WHAT THE TASK ASKS:
Reproduce the part of the listing from the line containing "Return one point per instance of the eroded hillside" up to and including the line containing "x=341 y=255". Shift every x and y coordinate in that span upward by 66 and leave all other text unchanged.

Point annotation listing
---------------

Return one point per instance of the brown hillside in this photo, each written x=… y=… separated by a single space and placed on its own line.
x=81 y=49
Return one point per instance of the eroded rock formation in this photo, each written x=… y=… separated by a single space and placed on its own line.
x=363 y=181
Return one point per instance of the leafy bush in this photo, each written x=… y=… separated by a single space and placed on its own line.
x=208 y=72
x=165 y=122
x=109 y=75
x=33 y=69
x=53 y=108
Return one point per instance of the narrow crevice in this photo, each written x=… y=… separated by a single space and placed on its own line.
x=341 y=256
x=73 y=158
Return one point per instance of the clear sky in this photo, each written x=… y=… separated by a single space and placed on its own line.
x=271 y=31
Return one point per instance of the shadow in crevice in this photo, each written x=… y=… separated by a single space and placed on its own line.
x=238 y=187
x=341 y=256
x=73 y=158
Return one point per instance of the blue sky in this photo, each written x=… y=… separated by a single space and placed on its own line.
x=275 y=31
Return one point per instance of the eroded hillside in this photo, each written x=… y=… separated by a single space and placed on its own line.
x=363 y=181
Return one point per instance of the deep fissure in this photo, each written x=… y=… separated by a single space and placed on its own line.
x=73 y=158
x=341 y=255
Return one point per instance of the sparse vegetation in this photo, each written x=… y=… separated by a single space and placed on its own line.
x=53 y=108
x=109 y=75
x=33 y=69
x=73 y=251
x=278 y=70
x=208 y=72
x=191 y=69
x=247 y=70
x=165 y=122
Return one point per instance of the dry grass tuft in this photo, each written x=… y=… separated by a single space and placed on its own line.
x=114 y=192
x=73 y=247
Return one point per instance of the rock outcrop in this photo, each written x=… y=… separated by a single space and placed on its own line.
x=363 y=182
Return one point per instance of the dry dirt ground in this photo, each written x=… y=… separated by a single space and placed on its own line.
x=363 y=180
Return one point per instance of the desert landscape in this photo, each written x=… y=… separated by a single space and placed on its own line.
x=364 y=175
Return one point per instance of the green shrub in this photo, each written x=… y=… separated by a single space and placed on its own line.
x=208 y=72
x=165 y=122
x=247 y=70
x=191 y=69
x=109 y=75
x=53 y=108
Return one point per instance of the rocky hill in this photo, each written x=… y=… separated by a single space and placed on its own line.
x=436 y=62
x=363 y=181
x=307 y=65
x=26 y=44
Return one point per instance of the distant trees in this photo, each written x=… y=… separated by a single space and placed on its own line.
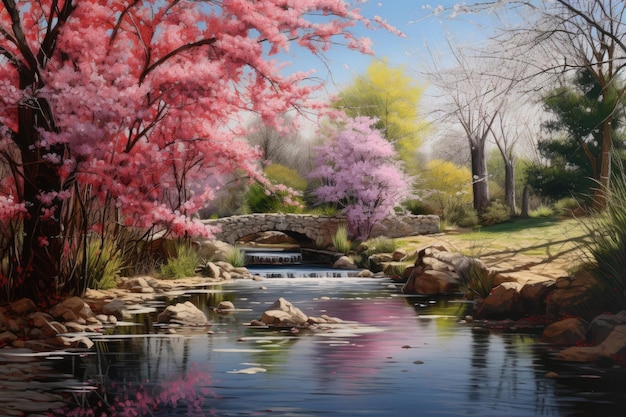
x=392 y=97
x=574 y=148
x=357 y=171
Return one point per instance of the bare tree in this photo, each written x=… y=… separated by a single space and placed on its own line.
x=475 y=98
x=570 y=35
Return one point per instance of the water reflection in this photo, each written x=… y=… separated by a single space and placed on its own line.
x=393 y=356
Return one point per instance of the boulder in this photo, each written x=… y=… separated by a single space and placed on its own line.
x=23 y=306
x=614 y=346
x=71 y=309
x=225 y=307
x=284 y=314
x=431 y=282
x=602 y=326
x=116 y=308
x=568 y=332
x=436 y=271
x=184 y=314
x=344 y=262
x=534 y=295
x=503 y=302
x=569 y=295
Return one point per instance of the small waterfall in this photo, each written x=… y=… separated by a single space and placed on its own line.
x=272 y=258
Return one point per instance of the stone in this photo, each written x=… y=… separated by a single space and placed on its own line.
x=398 y=255
x=567 y=332
x=7 y=338
x=71 y=309
x=365 y=273
x=116 y=308
x=344 y=262
x=211 y=270
x=569 y=295
x=23 y=306
x=225 y=306
x=504 y=301
x=613 y=346
x=602 y=326
x=284 y=314
x=431 y=282
x=534 y=295
x=184 y=314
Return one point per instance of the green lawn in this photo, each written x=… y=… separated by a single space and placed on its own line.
x=531 y=236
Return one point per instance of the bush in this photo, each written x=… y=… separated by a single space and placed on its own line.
x=607 y=247
x=103 y=264
x=381 y=245
x=340 y=240
x=183 y=265
x=541 y=211
x=417 y=207
x=469 y=218
x=495 y=213
x=479 y=282
x=235 y=256
x=566 y=206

---------------

THE ANSWER:
Return one point per instance of the eroded hillside in this photo, each written x=… y=… separated by a single space and placed on its own line.
x=429 y=247
Return one point per instance of the deep fissure in this photo, each written x=… y=… separated by a single space and placed on its own line.
x=139 y=224
x=407 y=321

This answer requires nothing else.